--- DATASET ---

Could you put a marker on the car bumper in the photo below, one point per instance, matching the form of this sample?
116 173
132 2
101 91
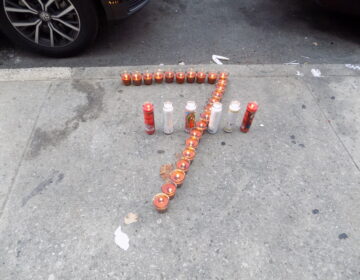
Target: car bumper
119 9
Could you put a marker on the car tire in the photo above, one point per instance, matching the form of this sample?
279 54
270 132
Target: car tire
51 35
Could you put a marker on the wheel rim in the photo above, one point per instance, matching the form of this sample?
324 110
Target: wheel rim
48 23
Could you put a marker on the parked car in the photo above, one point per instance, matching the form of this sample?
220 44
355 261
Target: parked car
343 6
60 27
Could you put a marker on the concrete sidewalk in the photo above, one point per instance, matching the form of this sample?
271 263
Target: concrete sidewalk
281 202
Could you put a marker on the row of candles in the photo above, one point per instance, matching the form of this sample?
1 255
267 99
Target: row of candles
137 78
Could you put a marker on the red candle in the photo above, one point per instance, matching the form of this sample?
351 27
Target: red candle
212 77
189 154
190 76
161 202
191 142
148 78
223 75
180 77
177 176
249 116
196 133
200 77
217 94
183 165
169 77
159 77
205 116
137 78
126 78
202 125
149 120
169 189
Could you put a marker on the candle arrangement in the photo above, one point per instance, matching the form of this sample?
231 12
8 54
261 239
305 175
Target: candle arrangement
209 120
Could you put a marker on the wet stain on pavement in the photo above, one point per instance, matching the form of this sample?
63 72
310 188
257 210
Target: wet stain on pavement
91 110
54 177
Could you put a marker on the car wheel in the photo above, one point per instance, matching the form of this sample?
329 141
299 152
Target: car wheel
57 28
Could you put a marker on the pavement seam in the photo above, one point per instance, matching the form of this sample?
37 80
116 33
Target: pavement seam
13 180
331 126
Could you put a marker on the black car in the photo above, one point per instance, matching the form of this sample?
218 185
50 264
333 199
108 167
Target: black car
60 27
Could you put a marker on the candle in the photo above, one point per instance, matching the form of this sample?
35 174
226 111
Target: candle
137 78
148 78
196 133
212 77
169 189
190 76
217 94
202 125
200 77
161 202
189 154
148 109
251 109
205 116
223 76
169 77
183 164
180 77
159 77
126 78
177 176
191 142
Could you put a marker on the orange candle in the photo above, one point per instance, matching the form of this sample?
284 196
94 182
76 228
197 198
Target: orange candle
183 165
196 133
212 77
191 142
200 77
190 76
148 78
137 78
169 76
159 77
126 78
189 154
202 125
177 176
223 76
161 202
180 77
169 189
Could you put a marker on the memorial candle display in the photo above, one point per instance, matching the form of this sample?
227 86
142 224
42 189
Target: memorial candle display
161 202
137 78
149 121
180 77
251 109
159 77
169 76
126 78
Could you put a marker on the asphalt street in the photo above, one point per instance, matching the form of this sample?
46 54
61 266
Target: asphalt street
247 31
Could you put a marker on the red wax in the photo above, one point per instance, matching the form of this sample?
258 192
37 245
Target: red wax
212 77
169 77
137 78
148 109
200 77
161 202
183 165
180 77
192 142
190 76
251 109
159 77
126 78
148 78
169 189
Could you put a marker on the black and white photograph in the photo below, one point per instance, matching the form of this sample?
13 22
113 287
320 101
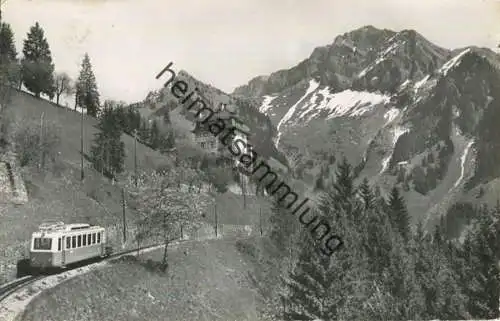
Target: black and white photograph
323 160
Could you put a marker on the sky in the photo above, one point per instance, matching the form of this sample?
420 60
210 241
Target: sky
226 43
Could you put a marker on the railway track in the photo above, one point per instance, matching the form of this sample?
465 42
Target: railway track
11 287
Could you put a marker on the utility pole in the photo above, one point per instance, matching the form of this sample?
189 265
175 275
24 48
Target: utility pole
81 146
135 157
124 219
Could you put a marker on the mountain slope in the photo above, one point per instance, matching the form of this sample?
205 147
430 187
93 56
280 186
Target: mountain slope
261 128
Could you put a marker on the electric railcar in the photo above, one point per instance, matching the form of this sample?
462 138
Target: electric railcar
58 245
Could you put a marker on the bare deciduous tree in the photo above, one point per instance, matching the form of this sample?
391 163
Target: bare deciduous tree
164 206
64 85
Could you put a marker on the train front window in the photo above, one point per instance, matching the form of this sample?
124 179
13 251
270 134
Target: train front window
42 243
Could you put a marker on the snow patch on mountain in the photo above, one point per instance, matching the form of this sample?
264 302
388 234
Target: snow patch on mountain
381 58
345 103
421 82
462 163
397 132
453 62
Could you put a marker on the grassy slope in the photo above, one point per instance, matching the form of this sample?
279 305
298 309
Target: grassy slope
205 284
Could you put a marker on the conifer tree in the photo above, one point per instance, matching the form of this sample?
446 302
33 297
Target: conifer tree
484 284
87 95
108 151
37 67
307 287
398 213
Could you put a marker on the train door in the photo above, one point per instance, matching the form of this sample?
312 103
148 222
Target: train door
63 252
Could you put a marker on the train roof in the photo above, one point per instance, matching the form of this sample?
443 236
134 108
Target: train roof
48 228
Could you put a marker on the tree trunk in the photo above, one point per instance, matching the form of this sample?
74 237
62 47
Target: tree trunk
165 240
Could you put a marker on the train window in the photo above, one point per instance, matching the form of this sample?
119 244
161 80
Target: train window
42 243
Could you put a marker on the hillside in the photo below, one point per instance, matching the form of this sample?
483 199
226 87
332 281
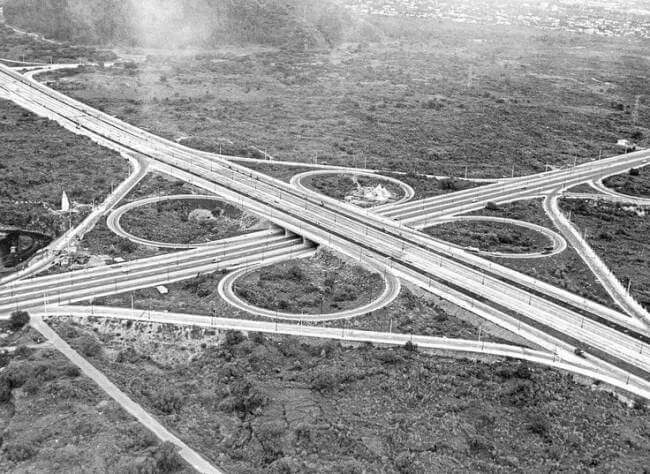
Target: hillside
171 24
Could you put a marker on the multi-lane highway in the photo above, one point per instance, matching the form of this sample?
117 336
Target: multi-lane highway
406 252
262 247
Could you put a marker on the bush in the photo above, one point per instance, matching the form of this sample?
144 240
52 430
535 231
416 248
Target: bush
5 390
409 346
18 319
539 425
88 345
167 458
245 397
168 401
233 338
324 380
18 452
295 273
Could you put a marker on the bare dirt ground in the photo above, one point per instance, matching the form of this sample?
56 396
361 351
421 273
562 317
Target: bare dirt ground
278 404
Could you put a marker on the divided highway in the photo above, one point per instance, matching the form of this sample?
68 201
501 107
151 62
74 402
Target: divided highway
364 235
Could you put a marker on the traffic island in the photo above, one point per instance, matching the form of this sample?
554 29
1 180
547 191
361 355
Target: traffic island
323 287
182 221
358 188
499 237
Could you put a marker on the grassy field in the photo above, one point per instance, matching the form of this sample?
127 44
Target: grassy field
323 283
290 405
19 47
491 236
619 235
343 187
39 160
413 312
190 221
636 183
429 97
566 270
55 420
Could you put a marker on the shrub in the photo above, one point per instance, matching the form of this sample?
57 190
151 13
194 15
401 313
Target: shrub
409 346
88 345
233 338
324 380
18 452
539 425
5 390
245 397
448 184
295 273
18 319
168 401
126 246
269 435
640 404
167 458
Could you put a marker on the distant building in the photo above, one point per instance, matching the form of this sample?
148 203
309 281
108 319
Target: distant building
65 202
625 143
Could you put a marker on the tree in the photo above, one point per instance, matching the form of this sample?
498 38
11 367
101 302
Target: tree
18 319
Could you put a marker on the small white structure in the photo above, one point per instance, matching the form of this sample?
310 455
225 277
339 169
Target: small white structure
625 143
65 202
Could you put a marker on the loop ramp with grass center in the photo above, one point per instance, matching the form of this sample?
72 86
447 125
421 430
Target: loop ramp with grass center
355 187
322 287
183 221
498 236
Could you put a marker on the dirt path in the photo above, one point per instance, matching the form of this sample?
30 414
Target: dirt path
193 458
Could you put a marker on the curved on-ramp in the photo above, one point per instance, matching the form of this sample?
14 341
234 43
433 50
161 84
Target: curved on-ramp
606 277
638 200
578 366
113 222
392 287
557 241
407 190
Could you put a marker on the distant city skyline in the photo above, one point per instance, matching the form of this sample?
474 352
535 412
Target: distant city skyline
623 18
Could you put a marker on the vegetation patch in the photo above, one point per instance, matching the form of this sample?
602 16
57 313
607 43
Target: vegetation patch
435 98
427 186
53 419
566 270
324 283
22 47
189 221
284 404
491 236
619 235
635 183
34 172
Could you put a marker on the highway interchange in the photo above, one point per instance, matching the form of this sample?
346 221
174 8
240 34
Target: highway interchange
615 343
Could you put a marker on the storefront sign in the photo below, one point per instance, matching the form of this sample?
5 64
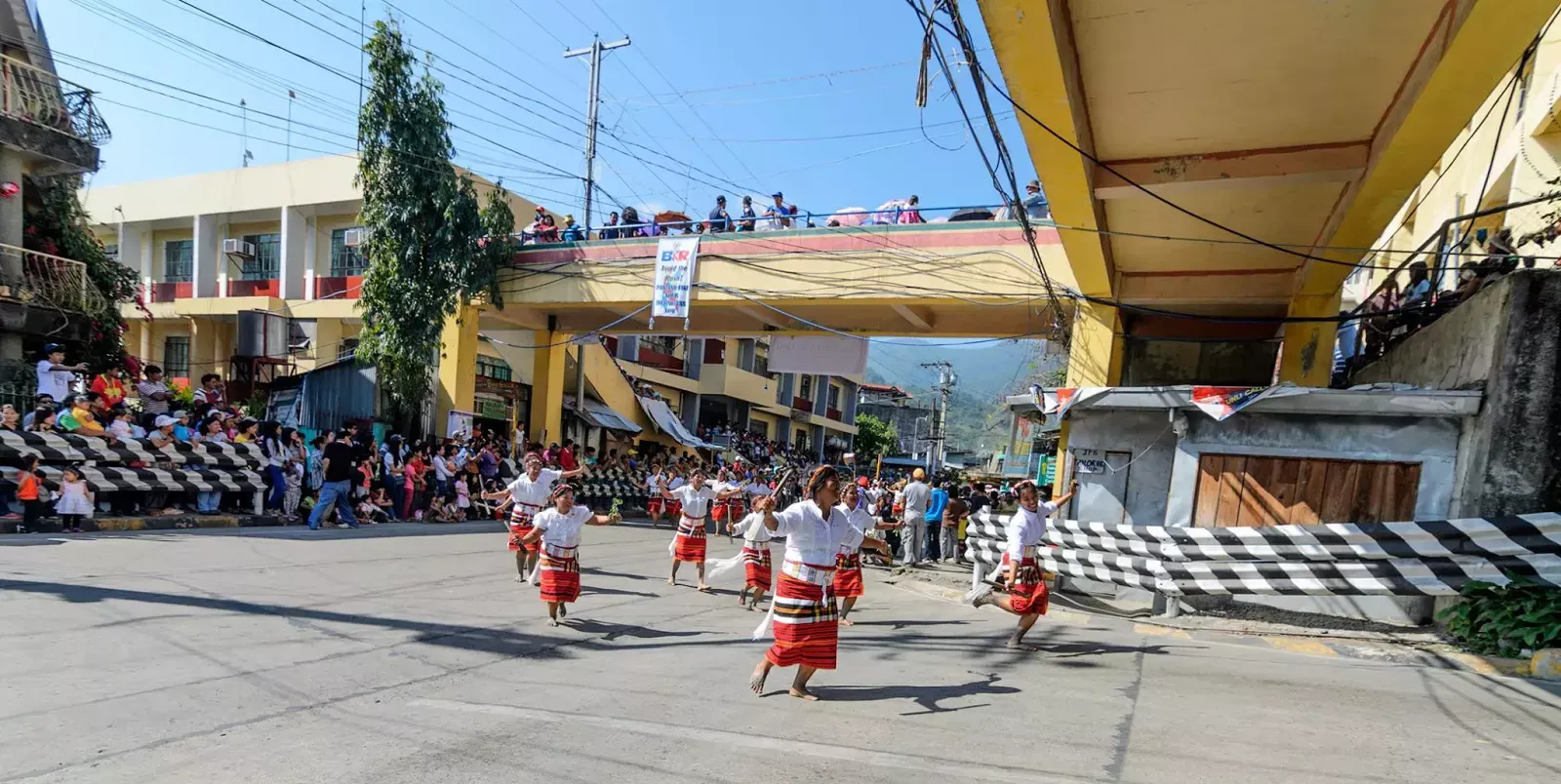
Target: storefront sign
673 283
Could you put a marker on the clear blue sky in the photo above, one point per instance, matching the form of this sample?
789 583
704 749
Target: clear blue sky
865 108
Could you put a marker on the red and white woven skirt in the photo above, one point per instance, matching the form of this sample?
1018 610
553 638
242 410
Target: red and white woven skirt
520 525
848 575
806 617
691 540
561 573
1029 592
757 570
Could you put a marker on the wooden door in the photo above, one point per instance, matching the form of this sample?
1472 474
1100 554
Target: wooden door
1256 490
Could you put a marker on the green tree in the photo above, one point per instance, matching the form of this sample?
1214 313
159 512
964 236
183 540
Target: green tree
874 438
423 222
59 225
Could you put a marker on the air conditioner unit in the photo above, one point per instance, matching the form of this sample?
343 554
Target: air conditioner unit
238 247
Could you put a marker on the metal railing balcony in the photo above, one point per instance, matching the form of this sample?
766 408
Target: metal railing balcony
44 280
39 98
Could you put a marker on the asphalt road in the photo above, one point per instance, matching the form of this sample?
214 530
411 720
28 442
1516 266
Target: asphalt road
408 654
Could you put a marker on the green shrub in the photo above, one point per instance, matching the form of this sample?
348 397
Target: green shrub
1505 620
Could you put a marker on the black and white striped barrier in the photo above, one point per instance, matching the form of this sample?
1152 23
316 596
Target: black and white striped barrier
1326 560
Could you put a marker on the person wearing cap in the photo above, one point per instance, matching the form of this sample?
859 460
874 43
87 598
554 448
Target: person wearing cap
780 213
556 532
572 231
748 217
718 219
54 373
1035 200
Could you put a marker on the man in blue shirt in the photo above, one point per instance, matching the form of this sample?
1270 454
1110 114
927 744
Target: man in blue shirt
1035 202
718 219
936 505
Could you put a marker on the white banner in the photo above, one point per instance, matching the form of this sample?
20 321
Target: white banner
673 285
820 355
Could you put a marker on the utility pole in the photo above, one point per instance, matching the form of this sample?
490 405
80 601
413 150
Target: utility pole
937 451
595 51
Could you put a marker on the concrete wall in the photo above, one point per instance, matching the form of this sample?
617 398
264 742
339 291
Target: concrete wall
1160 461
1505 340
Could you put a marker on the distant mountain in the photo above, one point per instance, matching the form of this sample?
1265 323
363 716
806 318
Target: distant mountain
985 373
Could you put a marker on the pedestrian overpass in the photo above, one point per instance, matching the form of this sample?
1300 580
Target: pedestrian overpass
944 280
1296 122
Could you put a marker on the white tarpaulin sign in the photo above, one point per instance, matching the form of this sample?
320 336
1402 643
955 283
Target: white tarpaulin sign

---

WHAT TO DO
From the records given above, copy all lines containing "below".

OUTPUT FOR THIS TASK
Could you put a marker on the car bumper in the photo below, one point per instance, matching the form of this sample?
Could you put a marker on the black and white photograph in the photo below, one point per instance, matching the form of this sample?
Could you put a marker on the hillside in the photo below, one point per instance, matching the form of this sample?
Could you put a marker on the storefront sign in the photo below, one point per instance, matching the form of this sample?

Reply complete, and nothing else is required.